_Compiti da svolgere_:
[1] Stabilisca se le affermazioni (a), (b) e (c) concordano con il brano sulla transizione in Afghanistan. Per ciascuna risponda sì o no e citi alla lettera le parole decisive del brano.
(a) La completa pacificazione dell'area è la condizione indispensabile per la consegna agli afgani.
(b) I 200 addestratori aggiuntivi saranno ripartiti in parti uguali tra polizia e forze armate.
(c) I nuovi addestratori andranno ad allargare l'area degli accompagnatori, gli OMLT.
[2] Risponda in breve alle domande seguenti sul brano sulla transizione in Afghanistan, contrassegnando le risposte allo stesso modo.
(a) Quale organismo deciderà il momento in cui porzioni del territorio verranno riconsegnate alla responsabilità afgana?
(b) A chi compete la responsabilità finale della decisione sull'aumento degli addestratori?
(c) Quale zona si ritiene di poter riconsegnare già nel 2011?
[3] Riprenda il brano sulla transizione in Afghanistan a partire dal punto in cui si interrompe e ne prosegua il discorso.

_Brano citato_:
········

In particolare, pensiamo che già nel 2011 - ripeto che sono previsioni - questa fase di transizione possa consentirci di riconsegnare, per esempio, la zona di Herat o altre porzioni del territorio ovest, mentre siamo certi che occorrerà più tempo perché l'intera zona ovest possa essere consegnata alla responsabilità afgana.
Abbiamo, però, insistito perché vi siano criteri oggettivi, verificatisi i quali il passaggio avvenga, altrimenti ci sarà sempre un'azione terroristica e di insurgence che porterà ad affermare che non siamo pronti. Non è la completa pacificazione dell'area la condizione indispensabile per la consegna agli afgani, ma un livello di sicurezza accettabile, o meglio compatibile con la capacità di risposta adeguata da parte degli afgani.
Abbiamo proprio fissato alcuni criteri, al verificarsi dei quali l'apposita Commissione afgana - è un fatto poco noto, ma esiste una Commissione mista ISAF-afgana - deciderà il momento in cui porzioni del territorio verranno via via riconsegnate alla responsabilità afgana.
Si tratta di un circuito virtuoso: più soldati mettiamo ad addestrare, quindi è vero che li aumentiamo, più è facile che la fase di transizione duri meno tempo.
Per questo motivo non siamo rimasti insensibili al grido di dolore, parafrasando, visto che siamo al 150o anniversario dell'Unità, che ci è venuto da Rasmussen, da Gates, dallo stesso Petraeus, accompagnato da graditissimi elogi per le capacità dei nostri addestratori, con la richiesta di aumentare la parte di addestratori del contingente italiano.
Abbiamo dato parere positivo al Presidente del Consiglio, a cui competeva e compete la responsabilità finale della decisione, di poter integrare del 50 per cento, ossia con altri 200 uomini, sia gli addestratori della polizia, sia quelli delle forze armate.
È presumibile, quindi, che nel corso dell'anno il tetto dei 4 mila uomini schierati in Afghanistan possa salire a 4 mila 200 uomini, integrati con altri 200 addestratori, nessuno dei quali, secondo la nostra previsione, andrà però ad allargare l'area degli accompagnatori, gli OMLT. Si tratterà, cioè, di 200 addestratori veri e propri da scuola, 100 per la polizia e 100 per le forze armate.
A mano a mano che saremo in grado di riconsegnare all'Afghanistan porzioni del territorio, che cosa faremo dei militari che non ci servono più?
Alcuni potranno essere rimpatriati; una quota potrà essere trasformata in unità addestrativa, cioè potremo incrementare il numero degli addestratori per rendere più veloce la fase che citavo prima, quella del ritorno in Italia di tutti; infine, ma questo aspetto non va sottovalutato, potrebbero essere reimpiegati, nell'ambito sempre della stessa zona ovest (su questo punto continuo a essere tassativo in tutti gli incontri) e, quindi, sempre sotto il comando italiano, ma in altre porzioni nella zona ovest dove occorre un'ulteriore presenza per accelerare la fase di completamento della transizione già avvenuta nelle zone in cui non è più necessario il loro impiego.

········

_Righe fornite_:

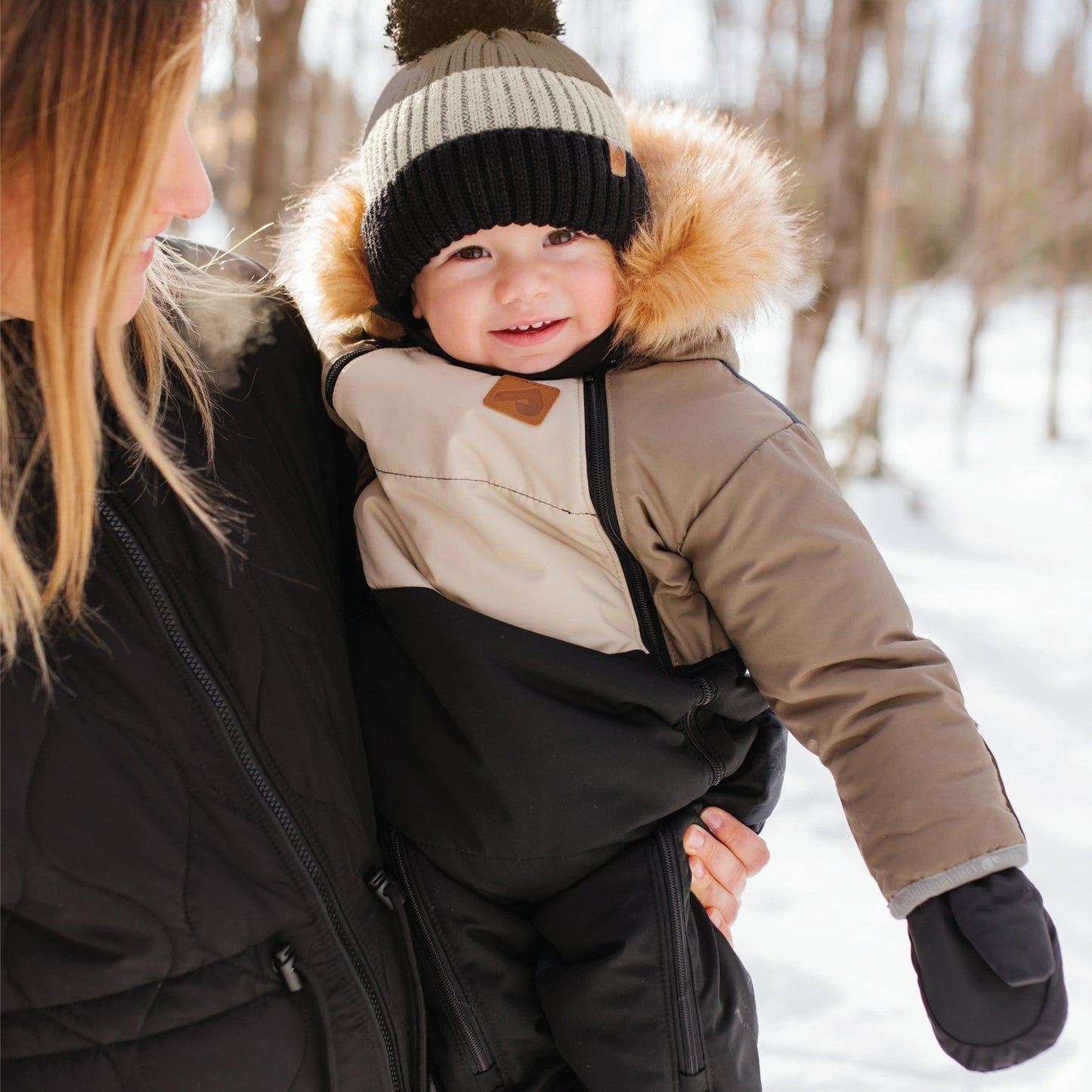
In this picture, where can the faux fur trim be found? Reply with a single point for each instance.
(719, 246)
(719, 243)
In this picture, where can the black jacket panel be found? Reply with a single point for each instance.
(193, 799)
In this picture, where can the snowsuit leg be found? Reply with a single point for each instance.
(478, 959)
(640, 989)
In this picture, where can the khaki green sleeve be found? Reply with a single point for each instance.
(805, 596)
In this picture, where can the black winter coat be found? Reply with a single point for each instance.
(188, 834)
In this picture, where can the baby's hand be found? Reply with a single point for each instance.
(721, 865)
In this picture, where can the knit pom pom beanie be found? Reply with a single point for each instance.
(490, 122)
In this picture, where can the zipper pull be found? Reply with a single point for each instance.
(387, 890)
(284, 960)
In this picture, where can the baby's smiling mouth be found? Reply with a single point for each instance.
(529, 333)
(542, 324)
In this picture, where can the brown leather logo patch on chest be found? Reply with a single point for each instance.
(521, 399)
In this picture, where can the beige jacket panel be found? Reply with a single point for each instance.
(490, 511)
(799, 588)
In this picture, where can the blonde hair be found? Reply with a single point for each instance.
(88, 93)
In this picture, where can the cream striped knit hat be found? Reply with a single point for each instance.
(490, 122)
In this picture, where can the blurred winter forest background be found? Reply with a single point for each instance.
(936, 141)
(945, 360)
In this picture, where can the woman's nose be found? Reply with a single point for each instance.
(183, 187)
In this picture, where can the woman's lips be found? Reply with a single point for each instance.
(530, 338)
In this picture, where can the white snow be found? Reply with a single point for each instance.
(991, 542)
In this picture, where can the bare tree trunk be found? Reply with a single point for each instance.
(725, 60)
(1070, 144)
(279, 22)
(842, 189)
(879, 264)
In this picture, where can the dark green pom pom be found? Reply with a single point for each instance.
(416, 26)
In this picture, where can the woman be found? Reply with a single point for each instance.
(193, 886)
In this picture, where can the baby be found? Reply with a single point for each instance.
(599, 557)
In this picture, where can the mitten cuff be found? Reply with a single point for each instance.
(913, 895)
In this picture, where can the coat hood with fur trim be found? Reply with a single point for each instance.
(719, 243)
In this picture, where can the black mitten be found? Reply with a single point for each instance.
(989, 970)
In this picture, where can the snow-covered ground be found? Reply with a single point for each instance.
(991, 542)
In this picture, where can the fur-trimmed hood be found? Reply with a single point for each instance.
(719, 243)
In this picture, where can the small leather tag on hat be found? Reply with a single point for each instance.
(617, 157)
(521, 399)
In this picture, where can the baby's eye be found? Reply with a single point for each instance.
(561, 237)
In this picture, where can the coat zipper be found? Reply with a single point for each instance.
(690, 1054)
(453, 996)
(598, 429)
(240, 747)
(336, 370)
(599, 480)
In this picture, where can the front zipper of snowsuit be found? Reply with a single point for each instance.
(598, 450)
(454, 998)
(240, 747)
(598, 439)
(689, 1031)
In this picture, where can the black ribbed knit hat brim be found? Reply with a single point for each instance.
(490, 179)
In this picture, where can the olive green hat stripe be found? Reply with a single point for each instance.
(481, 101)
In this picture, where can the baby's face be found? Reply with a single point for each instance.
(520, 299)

········

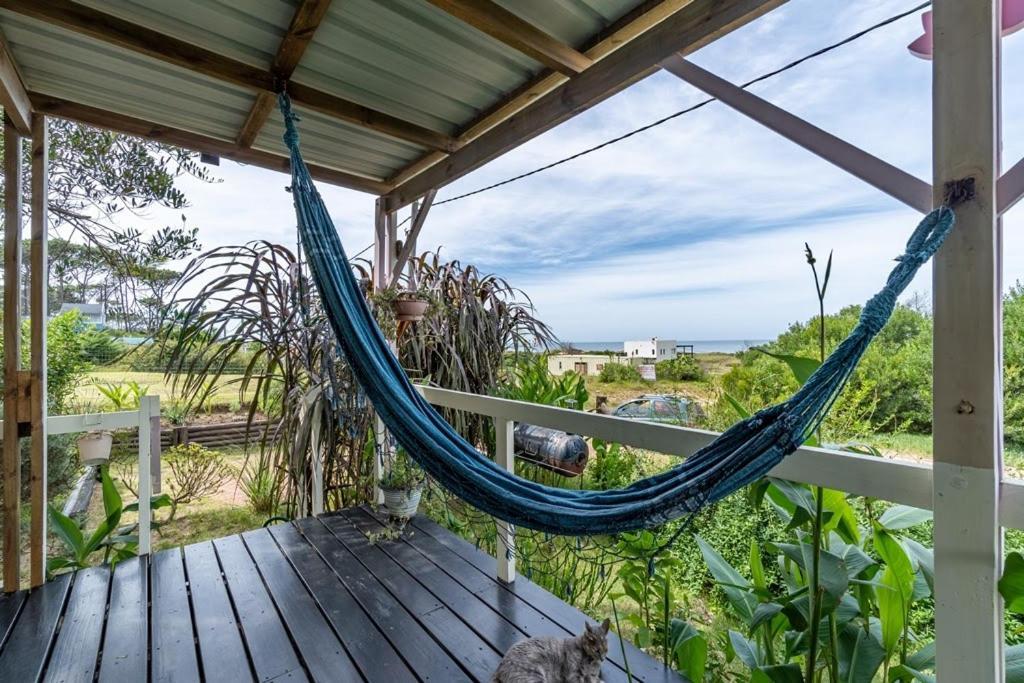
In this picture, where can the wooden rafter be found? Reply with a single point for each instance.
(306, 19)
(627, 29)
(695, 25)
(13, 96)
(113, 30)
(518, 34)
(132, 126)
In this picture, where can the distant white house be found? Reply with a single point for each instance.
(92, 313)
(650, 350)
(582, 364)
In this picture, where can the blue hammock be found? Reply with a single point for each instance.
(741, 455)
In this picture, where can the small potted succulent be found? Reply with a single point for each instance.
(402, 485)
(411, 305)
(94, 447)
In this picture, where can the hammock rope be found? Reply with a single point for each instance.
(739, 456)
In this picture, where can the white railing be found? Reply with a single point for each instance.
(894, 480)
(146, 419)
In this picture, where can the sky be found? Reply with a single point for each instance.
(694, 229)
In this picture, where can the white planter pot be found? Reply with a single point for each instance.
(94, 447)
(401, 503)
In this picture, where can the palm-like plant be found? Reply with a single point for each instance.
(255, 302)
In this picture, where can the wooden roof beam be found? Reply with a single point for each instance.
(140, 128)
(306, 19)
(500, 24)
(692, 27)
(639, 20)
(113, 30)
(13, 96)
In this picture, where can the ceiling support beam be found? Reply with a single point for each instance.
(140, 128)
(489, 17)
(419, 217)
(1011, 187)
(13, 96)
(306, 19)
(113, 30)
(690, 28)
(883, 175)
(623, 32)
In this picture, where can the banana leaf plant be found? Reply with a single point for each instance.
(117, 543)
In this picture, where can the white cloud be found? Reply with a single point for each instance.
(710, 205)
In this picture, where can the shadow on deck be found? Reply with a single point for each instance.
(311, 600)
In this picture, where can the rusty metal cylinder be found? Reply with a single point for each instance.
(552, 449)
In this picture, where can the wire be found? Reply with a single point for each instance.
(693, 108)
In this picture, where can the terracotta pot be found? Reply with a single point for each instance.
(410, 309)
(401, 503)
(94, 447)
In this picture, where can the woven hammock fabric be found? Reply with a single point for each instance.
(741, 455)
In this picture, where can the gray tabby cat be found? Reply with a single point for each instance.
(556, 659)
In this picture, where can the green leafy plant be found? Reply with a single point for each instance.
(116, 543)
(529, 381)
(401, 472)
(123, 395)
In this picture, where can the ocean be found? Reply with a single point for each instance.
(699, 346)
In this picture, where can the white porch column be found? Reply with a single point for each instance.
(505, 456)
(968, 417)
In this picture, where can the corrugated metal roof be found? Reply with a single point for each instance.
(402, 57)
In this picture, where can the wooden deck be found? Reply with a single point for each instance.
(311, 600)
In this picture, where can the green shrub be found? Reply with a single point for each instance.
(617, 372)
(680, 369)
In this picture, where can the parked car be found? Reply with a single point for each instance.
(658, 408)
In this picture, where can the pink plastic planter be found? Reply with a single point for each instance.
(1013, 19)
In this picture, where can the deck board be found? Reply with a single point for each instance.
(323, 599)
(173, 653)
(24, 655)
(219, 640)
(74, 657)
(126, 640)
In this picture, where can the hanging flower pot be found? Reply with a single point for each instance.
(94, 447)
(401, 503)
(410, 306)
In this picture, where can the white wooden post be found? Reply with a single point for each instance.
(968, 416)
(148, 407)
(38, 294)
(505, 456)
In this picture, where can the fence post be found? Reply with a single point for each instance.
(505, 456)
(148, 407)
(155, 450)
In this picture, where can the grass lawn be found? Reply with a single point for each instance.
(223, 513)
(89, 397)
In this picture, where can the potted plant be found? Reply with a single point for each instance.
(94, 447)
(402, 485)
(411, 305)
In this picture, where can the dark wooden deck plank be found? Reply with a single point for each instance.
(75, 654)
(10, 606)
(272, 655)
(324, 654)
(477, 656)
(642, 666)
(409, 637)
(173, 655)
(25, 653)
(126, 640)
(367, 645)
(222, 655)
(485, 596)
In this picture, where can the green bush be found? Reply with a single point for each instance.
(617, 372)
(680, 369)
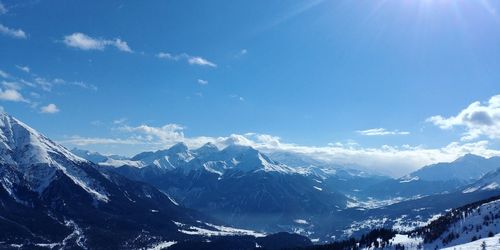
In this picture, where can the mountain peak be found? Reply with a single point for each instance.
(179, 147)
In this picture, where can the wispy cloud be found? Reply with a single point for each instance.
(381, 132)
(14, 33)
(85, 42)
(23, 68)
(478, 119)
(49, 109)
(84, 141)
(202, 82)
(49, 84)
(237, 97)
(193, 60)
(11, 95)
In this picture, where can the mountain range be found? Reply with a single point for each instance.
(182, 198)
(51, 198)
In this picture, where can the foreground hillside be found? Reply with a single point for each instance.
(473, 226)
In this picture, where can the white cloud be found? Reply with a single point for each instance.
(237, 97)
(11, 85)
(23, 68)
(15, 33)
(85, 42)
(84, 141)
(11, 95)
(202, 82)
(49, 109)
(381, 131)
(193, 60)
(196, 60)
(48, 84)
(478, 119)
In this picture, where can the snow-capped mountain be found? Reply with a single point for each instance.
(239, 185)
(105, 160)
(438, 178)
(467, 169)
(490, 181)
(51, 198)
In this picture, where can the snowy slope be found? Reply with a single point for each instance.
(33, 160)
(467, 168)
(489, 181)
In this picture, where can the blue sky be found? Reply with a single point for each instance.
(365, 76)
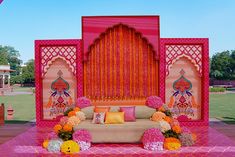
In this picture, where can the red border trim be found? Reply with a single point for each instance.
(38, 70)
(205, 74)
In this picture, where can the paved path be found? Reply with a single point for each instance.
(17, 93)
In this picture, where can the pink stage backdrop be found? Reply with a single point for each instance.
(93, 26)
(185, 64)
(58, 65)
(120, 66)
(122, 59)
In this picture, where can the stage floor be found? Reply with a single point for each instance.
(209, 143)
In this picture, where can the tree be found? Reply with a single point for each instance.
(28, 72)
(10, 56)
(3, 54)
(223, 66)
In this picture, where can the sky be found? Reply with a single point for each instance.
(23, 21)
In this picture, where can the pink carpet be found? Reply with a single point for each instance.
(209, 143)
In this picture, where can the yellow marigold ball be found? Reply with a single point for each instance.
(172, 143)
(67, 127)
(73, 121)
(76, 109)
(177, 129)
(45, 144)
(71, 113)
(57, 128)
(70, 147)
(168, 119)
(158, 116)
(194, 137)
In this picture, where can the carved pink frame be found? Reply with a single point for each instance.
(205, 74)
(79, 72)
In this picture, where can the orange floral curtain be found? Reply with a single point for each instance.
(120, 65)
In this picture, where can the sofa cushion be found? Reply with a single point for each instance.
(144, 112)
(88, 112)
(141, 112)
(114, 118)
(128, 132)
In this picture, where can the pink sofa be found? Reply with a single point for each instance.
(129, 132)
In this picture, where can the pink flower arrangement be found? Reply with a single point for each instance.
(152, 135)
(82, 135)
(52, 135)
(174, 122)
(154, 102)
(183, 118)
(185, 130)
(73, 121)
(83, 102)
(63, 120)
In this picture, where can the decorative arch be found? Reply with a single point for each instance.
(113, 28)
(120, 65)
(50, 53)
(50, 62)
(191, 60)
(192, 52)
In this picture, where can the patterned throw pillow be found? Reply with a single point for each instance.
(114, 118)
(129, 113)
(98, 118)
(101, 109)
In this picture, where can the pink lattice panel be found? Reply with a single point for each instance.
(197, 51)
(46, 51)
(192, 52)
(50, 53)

········

_Risultati dell'esercizio_:
[1]
(a) No: «Non è la completa pacificazione dell'area la condizione indispensabile per la consegna agli afgani»
(b) Sì: «100 per la polizia e 100 per le forze armate»
(c) No: «nessuno dei quali, secondo la nostra previsione, andrà però ad allargare l'area degli accompagnatori, gli OMLT»

[2]
(a) Una Commissione mista ISAF-afgana.
(b) Al Presidente del Consiglio.
(c) La zona di Herat o altre porzioni del territorio ovest.

[3]
Al prossimo vertice di Lisbona ci aspettiamo che l'Alleanza atlantica renda esplicito il disegno che nei suoi termini generali ho sinteticamente descritto, annunciando l'avvio della fase di transizione per riconsegnare la responsabilità della sicurezza alle legittime autorità afgane.
Concludo ribadendo quanto vi ho riferito. Prego tanto la maggioranza, quanto l'opposizione di non focalizzare il dibattito su un problema di date, perché, se anche le abbiamo in testa, una forte sottolineatura di date, anche ipotetiche, può trasformarsi in un involontario aiuto agli insurgent.
Non possiamo sottrarci del tutto a effettuare previsioni, ma esse vanno sempre lette con il necessario corollario per cui sono valide a seconda del raggiungimento effettivo dei risultati sul territorio.
PRESIDENTE. Grazie, signor Ministro.
Do la parola ai colleghi che intendano intervenire per porre quesiti o formulare osservazioni.
FEDERICA MOGHERINI REBESANI. Capisco che i ministri possano essere molto distratti in questi giorni, però il tema del nostro incontro di oggi è il concetto strategico della NATO.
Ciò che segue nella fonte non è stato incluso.